▸ **Provided material**:
»»

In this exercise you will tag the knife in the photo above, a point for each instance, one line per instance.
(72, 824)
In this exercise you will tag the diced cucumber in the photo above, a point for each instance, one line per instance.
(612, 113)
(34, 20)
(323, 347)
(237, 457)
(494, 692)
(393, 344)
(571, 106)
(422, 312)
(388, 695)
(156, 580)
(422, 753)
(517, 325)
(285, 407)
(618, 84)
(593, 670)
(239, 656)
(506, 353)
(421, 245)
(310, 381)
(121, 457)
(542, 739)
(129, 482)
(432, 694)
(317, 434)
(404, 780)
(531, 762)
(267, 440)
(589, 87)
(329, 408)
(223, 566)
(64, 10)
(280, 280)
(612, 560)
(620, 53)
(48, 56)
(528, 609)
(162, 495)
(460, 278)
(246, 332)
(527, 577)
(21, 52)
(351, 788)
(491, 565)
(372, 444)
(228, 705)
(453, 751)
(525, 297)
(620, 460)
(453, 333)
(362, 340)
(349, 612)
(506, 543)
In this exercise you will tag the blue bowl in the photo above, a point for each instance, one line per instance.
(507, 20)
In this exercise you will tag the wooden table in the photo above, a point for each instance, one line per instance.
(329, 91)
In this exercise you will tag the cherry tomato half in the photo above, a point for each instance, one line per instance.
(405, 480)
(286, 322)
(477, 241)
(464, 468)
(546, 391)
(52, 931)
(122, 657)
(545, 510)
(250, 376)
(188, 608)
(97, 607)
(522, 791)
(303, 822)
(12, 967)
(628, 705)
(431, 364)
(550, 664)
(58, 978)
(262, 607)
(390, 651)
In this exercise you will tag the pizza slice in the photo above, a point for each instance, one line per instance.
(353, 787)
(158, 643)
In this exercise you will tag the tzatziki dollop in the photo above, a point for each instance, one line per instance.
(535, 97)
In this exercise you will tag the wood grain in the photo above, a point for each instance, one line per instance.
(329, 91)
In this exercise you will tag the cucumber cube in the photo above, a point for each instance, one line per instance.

««

Reproduce the part of the records that opens with the line containing "In this exercise you will tag the tzatziki" and closes with the final line of the records, requests included. Multiply every coordinate in the answers by 0.9 and round each result to a whole number, with halves rounded up.

▸ **Result for this exercise**:
In this exercise you will tag the tzatziki dollop in the photo above, a point for each instance, one line per instance.
(482, 87)
In this exercise you will tag the wood grain in the photo above, a point for each instance, one line per instance.
(296, 82)
In this exercise you will tag the cucumber cube in the photo above, a point for each instance, one line per instance.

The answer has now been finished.